**Requests**
1. Copy everything in the mortgage notes case excerpt from "The plaintiff excepted" down to "for the plaintiff.", word for word.
2. Extend the mortgage notes case excerpt by writing the passage that comes after its final sentence.

**Selected passage**
—————

The only questions in controversy are, whether the defendant should be required, in these circumstances, to pay interest beyond the date of the maturity of the notes, and whether the plaintiff should be required to indemnify the defendant against the lawful claim of any other person to have and recover the sum due on said notes and mortgage. The court were of the opinion that the defendant should not be required to pay interest beyond the date of the maturity of the notes, and that the plaintiff should be required to indemnify the defendant as aforesaid. It was therefore ordered, that, upon such indemnity being given and upon payment to the plaintiff of said notes with interest to the date of their maturity, said notes and mortgage be decreed to be cancelled and discharged.

The plaintiff excepted to this decision, and the questions thus raised were transferred to the law term of the late supreme court.

Fletcher Heywood, for the plaintiff.

The notes in question form a contract to pay interest annually upon the amount of the notes, and the defendant can only be relieved from performing that contract except by a tender of performance. The facts, that the defendant, during the time of the pendency of the suit of Miss Bundy against him as the trustee of Baldwin, kept money on hand at all times sufficient to pay the notes due, and has at all times been ready and willing to pay the notes as they fell due, and that he has offered to pay them to Mrs. Hyde and to the plaintiff upon condition they would deliver the notes to him to be cancelled and a discharge of the mortgage, do not make a tender of performance. Fuller v. Little, 7 N.H. 535; Sargent v. Graham, 5 N.H. 440.

It is true that, during the pendency of the suit against him as trustee, he could not safely have made a tender of performance to Mr. Baldwin; but, under our statute relating to the trustee process, he could, and, as we claim, should, have paid the money then due into court, and a trustee could then have been appointed to take charge of the fund, and such trustee, under the direction of the court, could have invested the money so that it would have earned interest during the pendency of the suit.

Section 37, chapter 230, General Statutes, provides that the trustee may pay into court the sum for which he is liable, or give bond with sureties to the acceptance of the court for the payment thereof, so far as the same may be required to satisfy the judgment that may be recovered by the plaintiff against the defendant, and the trustee shall be no further liable.

—————

**Information shown**

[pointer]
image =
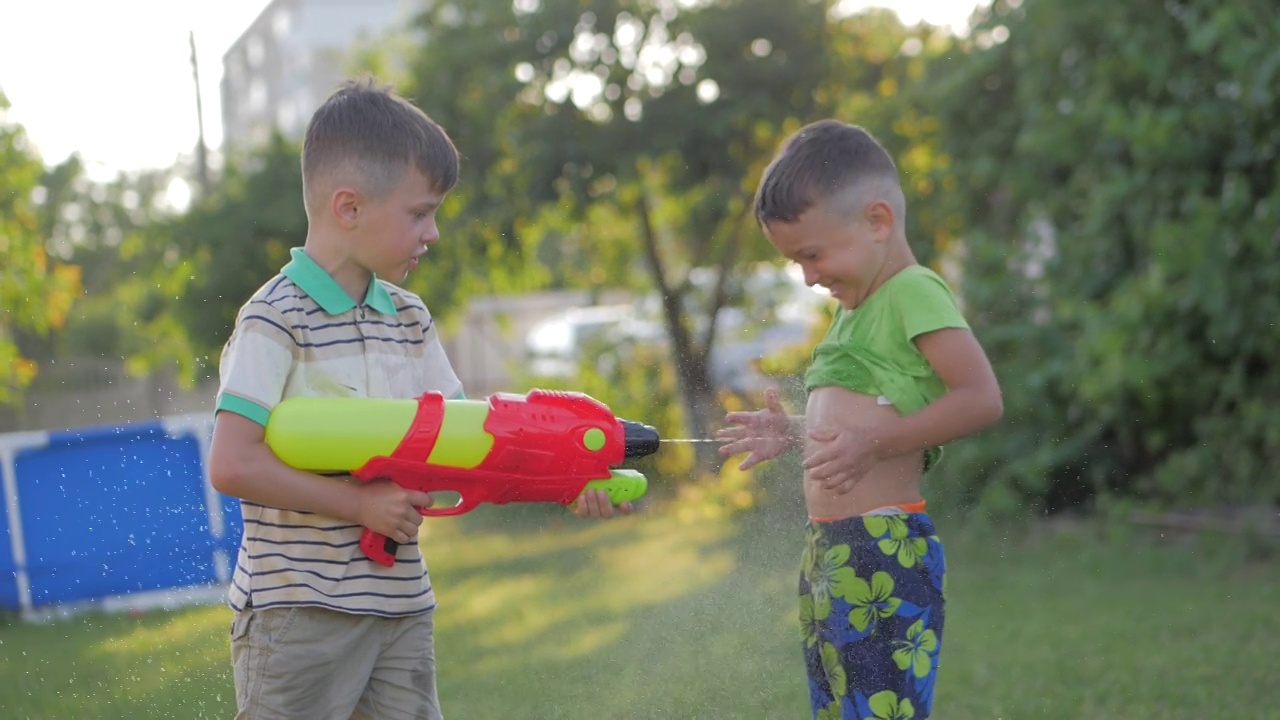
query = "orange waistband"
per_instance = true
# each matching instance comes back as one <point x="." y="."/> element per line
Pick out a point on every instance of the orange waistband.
<point x="909" y="507"/>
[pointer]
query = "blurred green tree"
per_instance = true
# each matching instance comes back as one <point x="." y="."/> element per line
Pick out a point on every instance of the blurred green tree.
<point x="1115" y="178"/>
<point x="36" y="291"/>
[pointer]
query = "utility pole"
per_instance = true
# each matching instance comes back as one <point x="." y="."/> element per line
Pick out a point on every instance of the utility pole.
<point x="201" y="150"/>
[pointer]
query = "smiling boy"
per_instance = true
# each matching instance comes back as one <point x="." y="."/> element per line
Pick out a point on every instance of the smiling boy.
<point x="897" y="376"/>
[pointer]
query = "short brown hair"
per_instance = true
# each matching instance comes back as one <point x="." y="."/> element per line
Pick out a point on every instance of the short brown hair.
<point x="821" y="160"/>
<point x="371" y="135"/>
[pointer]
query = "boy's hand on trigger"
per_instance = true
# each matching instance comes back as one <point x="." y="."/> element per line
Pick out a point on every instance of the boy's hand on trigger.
<point x="764" y="433"/>
<point x="840" y="458"/>
<point x="391" y="510"/>
<point x="595" y="504"/>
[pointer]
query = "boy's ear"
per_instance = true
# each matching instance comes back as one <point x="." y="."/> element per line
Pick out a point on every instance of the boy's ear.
<point x="880" y="217"/>
<point x="344" y="206"/>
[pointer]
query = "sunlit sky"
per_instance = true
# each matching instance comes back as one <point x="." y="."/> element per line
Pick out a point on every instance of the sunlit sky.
<point x="113" y="81"/>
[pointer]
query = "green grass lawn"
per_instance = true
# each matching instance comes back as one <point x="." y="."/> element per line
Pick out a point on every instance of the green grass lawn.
<point x="547" y="616"/>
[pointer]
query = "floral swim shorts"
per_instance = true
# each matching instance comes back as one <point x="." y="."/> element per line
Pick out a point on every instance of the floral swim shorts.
<point x="871" y="615"/>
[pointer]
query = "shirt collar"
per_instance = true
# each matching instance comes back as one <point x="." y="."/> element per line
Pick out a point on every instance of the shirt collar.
<point x="325" y="291"/>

—————

**Answers to the problems**
1.
The plaintiff excepted to this decision, and the questions thus raised were transferred to the law term of the late supreme court.

Fletcher Heywood, for the plaintiff.

2.
That is the only provision of our statute under which this defendant could escape further liability. This provision is just and equitable towards all parties to the suit, making full provision for the disposition of the fund during the litigation. This defendant should not complain if he is compelled to pay interest during the pendency of that suit, he having failed to take advantage of this provision of the statute, and having held the money himself during that time.

Under this statute, if the defendant would avoid the payment of interest, there is every reason that he should bring it into court, as there is where a party relies upon a tender in any legal proceeding. This is required except in cases where the party to whom the tender is made loses the money by refusal to take it when offered. Frost v. Flanders, 37 N.H. 549.

The fact, that the defendant could not have safely made a tender to Mr. Baldwin during the pendency of the suit against him as trustee, has no application after the termination of that suit, and the defendant does not here claim but that, after that suit was terminated, he used the money due upon the notes in question; and it seems to us that he should, without question, pay interest subsequent to the termination of that suit. He has had the use of the money and received interest upon it, and why should he not pay interest during that time?

Ray Drew, for the defendant.

The defendant did not pay the mortgage notes at their maturity, because he had been trusteed for a larger sum in Matilda Bundy's action against Nathan Baldwin. In 1864 said Baldwin moved to Ohio, taking the notes and mortgage with him, and he resided there until he died in 1865. The trustee suit was dismissed, on account of his death, at Coos supreme judicial court, November term, 1866. Mrs. Hyde, his daughter, residing in Wisconsin, was appointed administratrix of the estate August 6, 1866, but, neglecting to settle the estate, she was removed by order of the probate court, and the plaintiff appointed in her place, October 17, 1872; since then, this action has been begun.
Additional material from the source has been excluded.